### CONSIGNE
Repérez dans la liste toutes les lignes où figure la chaîne « pier », en respectant la casse, puis recopiez-les.

[Entrées enregistrées]
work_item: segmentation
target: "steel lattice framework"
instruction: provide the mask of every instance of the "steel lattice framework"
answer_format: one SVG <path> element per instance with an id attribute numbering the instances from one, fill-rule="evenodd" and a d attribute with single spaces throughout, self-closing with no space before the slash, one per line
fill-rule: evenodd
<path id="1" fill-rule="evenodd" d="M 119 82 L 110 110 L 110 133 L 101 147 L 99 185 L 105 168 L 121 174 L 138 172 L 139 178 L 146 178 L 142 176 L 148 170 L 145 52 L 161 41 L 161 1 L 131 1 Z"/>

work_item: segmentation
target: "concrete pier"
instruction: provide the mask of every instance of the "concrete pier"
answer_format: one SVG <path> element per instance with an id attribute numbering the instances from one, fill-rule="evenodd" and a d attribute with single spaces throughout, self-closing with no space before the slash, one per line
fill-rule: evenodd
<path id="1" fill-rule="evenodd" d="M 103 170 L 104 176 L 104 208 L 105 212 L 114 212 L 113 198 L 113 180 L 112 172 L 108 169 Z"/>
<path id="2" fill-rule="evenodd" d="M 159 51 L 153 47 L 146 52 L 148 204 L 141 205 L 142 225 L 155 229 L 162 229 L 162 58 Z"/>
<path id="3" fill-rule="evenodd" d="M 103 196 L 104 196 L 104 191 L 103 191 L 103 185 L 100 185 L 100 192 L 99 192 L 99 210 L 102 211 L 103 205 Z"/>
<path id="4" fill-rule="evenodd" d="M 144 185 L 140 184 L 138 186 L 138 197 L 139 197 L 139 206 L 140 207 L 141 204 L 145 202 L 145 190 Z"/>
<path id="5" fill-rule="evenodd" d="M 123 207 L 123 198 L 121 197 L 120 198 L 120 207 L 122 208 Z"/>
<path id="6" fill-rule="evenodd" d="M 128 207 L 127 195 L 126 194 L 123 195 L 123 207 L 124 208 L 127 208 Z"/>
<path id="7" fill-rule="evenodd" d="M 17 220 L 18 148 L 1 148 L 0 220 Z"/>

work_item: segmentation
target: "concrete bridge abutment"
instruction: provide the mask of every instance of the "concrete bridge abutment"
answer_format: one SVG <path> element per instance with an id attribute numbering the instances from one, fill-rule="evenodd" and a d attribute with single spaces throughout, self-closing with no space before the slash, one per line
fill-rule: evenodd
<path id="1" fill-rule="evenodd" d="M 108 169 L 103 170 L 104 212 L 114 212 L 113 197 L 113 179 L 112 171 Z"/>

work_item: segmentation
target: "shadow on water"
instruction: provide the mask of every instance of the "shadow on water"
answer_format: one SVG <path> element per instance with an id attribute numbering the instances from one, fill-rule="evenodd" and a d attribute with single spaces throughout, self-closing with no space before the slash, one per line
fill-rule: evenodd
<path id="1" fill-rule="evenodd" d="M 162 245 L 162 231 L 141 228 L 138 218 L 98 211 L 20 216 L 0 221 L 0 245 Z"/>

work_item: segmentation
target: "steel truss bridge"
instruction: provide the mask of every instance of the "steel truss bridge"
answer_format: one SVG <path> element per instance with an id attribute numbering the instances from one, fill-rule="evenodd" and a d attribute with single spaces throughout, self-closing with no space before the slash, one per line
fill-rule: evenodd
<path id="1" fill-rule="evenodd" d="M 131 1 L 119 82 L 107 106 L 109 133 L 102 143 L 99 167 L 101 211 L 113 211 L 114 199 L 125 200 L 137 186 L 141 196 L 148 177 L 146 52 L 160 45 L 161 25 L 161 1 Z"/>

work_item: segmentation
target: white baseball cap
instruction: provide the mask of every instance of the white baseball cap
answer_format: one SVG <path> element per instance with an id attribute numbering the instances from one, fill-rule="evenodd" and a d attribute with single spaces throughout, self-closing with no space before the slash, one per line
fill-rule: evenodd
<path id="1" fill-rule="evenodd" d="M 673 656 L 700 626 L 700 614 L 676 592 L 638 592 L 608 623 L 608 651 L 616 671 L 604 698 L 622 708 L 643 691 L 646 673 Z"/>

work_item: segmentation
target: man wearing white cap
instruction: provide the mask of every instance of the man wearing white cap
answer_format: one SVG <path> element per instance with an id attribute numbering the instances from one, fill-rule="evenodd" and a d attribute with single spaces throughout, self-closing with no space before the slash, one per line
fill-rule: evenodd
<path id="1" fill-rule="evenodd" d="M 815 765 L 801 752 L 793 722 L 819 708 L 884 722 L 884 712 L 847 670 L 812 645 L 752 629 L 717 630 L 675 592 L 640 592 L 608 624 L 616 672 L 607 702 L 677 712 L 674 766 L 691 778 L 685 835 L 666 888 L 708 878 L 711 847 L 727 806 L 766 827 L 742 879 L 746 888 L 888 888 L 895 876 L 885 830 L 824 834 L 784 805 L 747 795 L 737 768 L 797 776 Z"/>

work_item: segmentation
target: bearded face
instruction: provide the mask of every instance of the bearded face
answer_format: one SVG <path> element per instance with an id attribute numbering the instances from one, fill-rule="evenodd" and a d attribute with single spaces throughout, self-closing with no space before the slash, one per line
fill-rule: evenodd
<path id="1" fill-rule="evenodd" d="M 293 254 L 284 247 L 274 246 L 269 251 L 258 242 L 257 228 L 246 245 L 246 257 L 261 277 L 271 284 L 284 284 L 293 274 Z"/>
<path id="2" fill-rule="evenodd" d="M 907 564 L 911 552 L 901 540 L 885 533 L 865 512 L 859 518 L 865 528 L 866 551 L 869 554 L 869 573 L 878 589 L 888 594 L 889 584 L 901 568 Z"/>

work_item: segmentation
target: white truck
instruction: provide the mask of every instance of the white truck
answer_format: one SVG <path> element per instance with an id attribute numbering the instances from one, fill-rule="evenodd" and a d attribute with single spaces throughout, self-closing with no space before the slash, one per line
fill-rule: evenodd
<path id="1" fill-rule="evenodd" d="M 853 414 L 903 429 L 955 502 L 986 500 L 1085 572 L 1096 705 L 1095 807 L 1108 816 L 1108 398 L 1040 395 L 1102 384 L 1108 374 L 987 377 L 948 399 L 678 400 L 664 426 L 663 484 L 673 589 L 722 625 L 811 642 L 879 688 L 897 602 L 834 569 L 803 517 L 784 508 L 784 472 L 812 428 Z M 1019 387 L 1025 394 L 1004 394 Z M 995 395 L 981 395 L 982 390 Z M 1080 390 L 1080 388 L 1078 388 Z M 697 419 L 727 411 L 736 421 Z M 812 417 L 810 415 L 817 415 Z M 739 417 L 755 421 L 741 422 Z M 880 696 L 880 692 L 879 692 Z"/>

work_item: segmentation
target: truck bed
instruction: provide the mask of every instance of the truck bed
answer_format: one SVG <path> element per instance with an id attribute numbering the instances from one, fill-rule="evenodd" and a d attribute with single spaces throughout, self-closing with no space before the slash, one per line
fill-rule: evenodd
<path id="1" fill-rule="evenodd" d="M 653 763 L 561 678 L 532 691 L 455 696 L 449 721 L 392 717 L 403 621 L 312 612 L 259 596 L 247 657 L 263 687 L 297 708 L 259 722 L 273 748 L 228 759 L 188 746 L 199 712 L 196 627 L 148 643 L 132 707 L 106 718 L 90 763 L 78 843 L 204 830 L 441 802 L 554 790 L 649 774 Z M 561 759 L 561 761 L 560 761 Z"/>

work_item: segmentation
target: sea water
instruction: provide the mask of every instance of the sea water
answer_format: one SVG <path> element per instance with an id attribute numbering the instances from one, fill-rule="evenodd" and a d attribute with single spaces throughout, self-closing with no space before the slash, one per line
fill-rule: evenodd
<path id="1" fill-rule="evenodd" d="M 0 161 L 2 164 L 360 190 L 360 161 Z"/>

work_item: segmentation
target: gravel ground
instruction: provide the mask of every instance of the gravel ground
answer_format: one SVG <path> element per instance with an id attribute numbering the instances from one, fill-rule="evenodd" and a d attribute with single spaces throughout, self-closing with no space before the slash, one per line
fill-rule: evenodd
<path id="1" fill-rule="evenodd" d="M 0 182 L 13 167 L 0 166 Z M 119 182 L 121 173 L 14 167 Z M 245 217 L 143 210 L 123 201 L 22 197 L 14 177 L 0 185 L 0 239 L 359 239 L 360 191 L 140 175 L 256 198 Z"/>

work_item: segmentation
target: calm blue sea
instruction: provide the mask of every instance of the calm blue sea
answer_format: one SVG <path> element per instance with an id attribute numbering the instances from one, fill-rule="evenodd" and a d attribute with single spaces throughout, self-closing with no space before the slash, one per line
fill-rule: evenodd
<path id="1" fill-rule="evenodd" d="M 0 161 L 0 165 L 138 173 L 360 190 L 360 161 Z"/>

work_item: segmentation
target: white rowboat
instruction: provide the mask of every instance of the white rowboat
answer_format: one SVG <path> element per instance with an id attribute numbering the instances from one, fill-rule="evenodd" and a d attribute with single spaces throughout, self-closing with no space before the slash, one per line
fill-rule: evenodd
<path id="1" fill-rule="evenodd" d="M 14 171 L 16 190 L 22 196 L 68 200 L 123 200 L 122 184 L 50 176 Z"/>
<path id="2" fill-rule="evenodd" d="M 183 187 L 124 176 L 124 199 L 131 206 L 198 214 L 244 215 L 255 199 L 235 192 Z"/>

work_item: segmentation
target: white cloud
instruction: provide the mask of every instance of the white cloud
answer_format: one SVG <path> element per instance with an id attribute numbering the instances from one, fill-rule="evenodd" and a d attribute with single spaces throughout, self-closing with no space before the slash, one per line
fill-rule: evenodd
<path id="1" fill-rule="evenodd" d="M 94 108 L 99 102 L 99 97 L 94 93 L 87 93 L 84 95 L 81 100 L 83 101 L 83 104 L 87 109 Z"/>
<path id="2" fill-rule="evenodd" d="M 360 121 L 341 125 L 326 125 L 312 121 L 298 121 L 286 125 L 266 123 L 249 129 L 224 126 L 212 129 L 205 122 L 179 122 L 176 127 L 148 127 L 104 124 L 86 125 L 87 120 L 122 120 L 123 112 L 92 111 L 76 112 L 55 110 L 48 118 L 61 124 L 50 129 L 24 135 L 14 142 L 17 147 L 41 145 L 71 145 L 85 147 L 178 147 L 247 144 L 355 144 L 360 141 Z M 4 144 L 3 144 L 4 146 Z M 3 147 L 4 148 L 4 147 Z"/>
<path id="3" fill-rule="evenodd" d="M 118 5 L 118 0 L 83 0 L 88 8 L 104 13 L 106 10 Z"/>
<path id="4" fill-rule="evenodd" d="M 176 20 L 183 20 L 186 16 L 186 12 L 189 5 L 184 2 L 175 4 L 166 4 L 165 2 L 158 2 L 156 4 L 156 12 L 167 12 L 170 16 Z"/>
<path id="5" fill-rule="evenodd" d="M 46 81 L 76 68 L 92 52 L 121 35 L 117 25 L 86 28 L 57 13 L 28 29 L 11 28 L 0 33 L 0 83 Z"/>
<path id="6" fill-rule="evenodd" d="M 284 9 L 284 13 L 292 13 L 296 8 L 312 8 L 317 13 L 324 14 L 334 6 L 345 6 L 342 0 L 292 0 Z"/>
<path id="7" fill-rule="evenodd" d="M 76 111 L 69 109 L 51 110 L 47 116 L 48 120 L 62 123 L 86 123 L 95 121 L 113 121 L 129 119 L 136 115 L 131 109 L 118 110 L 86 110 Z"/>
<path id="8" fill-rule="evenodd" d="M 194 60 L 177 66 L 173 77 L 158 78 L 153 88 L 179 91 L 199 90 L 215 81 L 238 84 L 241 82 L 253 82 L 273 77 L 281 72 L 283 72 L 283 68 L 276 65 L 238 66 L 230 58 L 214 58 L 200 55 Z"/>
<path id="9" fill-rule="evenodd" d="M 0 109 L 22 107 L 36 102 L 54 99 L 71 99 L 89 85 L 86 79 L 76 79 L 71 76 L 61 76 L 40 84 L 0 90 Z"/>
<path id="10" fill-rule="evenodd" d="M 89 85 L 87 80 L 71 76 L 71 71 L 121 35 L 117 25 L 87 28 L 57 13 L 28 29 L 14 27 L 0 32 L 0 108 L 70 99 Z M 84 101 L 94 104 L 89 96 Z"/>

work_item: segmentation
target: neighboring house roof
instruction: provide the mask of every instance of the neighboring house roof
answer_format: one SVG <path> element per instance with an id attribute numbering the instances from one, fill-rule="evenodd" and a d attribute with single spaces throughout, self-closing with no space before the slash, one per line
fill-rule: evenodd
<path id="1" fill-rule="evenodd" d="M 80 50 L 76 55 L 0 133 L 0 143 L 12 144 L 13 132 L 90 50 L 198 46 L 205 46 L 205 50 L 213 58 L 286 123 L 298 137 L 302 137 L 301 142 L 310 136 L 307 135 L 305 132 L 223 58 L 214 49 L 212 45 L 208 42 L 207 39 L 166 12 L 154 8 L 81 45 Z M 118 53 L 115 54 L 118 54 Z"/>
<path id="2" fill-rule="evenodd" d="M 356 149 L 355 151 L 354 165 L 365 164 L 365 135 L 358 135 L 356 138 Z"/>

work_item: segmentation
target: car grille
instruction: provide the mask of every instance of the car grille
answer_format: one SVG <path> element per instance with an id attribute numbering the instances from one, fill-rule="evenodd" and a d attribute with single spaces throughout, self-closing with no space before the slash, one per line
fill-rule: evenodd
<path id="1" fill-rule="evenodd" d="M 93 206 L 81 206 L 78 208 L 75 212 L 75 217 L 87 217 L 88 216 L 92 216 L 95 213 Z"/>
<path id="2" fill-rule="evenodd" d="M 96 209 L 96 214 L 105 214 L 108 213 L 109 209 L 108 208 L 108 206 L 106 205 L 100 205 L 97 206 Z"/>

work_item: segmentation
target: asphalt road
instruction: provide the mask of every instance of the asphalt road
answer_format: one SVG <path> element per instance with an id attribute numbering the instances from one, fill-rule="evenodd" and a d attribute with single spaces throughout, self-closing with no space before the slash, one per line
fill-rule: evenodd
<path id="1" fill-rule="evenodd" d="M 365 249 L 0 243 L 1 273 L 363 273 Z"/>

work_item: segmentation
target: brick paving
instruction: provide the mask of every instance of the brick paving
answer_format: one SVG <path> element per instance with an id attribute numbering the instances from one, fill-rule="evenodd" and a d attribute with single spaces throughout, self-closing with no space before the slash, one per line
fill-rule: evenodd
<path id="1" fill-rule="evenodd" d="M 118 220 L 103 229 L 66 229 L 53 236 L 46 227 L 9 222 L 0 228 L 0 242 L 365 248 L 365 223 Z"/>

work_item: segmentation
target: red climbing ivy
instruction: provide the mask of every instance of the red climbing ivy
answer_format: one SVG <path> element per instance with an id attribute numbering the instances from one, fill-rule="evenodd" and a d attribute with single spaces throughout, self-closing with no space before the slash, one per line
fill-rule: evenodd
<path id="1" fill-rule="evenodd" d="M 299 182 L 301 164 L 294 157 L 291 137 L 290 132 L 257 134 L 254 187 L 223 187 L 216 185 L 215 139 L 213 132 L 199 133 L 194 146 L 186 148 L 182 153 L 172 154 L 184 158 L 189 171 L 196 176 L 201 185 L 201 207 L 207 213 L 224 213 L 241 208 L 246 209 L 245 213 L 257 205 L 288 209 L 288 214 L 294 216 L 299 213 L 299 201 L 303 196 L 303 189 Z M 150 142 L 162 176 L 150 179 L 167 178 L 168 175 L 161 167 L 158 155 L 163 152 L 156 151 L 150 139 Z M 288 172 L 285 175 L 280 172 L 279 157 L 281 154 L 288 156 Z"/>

### RÉPONSE
target: "concrete pier"
instruction: provide the mask of every instance of the "concrete pier"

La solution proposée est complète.